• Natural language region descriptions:
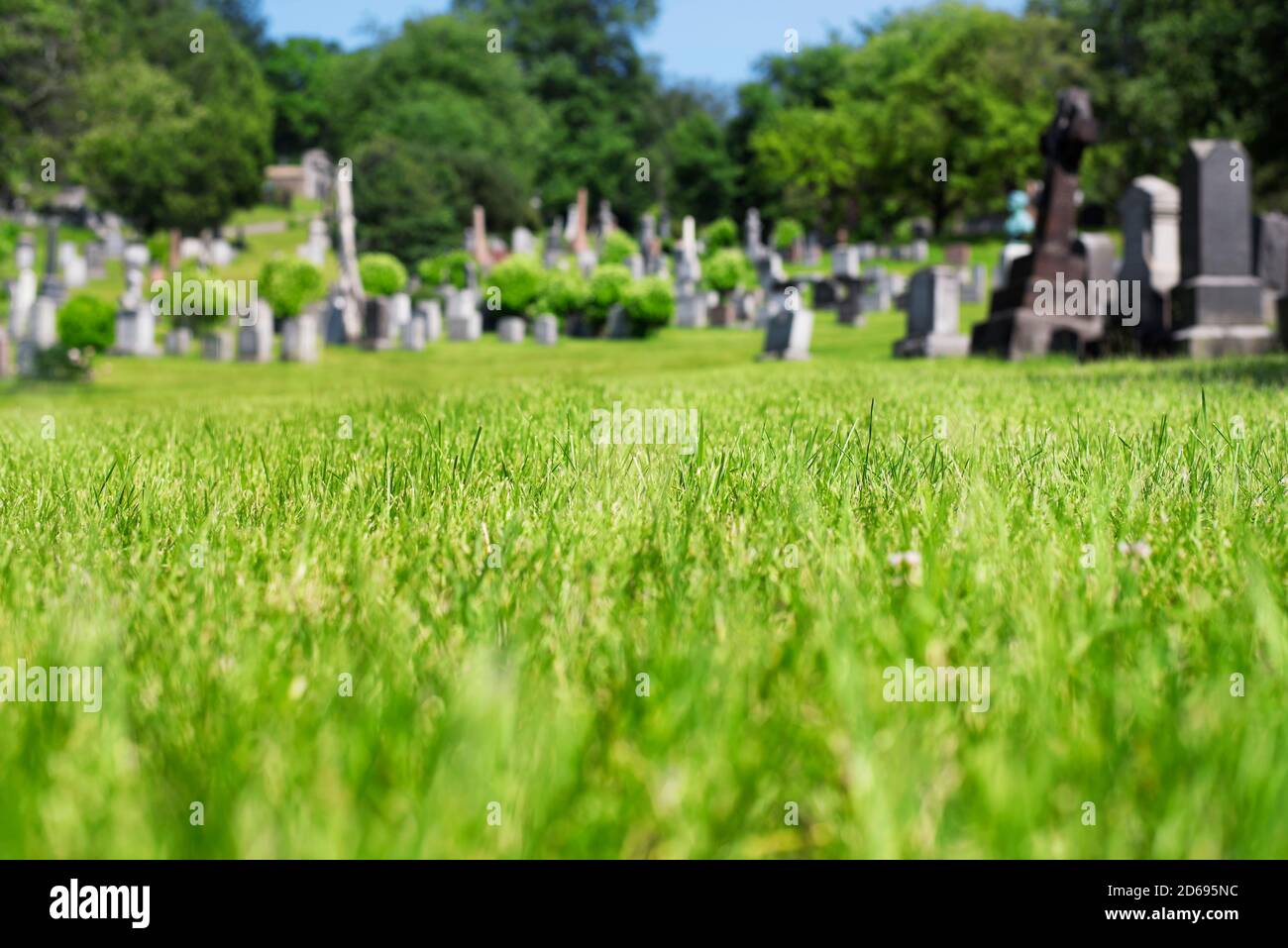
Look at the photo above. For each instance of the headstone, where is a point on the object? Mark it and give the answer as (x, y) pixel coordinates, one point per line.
(957, 254)
(217, 346)
(222, 253)
(1151, 261)
(1218, 308)
(754, 233)
(464, 321)
(481, 250)
(1013, 329)
(300, 338)
(178, 340)
(314, 249)
(136, 327)
(1271, 263)
(789, 329)
(413, 334)
(380, 324)
(432, 313)
(95, 261)
(579, 243)
(545, 330)
(932, 314)
(554, 247)
(256, 334)
(511, 329)
(522, 241)
(352, 295)
(975, 285)
(875, 294)
(845, 262)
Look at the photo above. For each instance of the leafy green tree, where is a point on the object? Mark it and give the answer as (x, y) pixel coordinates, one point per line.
(519, 281)
(299, 73)
(178, 141)
(581, 63)
(288, 285)
(434, 125)
(649, 304)
(381, 274)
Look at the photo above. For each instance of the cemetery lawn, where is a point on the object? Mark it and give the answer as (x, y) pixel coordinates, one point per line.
(494, 584)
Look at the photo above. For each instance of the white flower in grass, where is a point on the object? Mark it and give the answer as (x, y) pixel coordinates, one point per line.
(906, 567)
(1138, 549)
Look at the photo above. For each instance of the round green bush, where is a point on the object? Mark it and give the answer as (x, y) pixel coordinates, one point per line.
(86, 322)
(381, 274)
(720, 235)
(618, 247)
(606, 286)
(288, 285)
(159, 248)
(519, 279)
(446, 268)
(787, 232)
(566, 294)
(649, 303)
(726, 270)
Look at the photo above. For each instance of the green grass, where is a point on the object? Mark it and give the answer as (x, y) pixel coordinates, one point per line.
(516, 683)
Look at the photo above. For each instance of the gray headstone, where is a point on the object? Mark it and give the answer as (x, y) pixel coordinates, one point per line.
(1218, 308)
(511, 329)
(545, 330)
(932, 314)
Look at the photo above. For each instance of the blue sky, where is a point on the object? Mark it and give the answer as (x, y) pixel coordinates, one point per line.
(711, 40)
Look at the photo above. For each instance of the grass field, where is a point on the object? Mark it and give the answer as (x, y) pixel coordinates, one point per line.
(494, 583)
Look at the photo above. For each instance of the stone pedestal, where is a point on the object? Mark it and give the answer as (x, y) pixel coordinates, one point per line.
(432, 313)
(256, 335)
(300, 339)
(217, 346)
(789, 335)
(178, 340)
(511, 329)
(1218, 308)
(934, 298)
(545, 330)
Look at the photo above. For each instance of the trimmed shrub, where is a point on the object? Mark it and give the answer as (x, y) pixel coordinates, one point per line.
(446, 268)
(720, 235)
(381, 274)
(86, 322)
(519, 279)
(288, 285)
(649, 303)
(606, 286)
(787, 232)
(618, 247)
(726, 270)
(566, 294)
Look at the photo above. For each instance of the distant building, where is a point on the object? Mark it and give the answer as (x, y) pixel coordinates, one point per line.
(310, 179)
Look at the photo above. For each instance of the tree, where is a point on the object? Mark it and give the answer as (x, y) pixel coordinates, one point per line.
(1167, 71)
(581, 63)
(935, 112)
(299, 73)
(434, 125)
(176, 141)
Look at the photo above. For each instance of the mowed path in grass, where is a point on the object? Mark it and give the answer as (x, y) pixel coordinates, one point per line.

• WORK INSTRUCTIONS: From the line holding "Look at the photo above. For each instance of the grass" down to the last line of the records above, restate each line exactly as written.

• SOLUTION TO THE PROBLEM:
Look at the photo above. For each instance of the grass field, where is a point on the object? Mark it and give the answer as (x, y) pixel coordinates, one point per line.
(494, 583)
Look at the photo above. For each instance of the stone pedestal, where is a point on the object? Mark it and give the answer as (x, y) pixel coordinates, one point per line.
(432, 313)
(256, 335)
(300, 339)
(217, 346)
(789, 335)
(178, 340)
(511, 329)
(1218, 308)
(934, 298)
(545, 330)
Look at the photo above. For each instance of the trimmed shrub, where is a point on the object? Mark it and give the answer as (x, y) pixel coordinates, one point per line.
(446, 268)
(720, 235)
(381, 274)
(86, 322)
(519, 279)
(288, 285)
(649, 303)
(606, 286)
(787, 232)
(618, 247)
(726, 270)
(566, 294)
Look at the photo above. For each instance of the distant building, where is a point on the object? Mark it and give the answer as (x, y) pixel coordinates, one point per line.
(310, 179)
Look at the photo above. For each instance of the tree, where is a point on the object? Mark it and give the answer as (x, y) pixel coordinates, one point per line.
(1167, 71)
(581, 63)
(935, 112)
(299, 73)
(434, 125)
(176, 141)
Look at the photo above. For each instance of the mowed path in grass, where is a point on the object? Mark it and give the answer as (x, y) pixel coordinates, one point per line.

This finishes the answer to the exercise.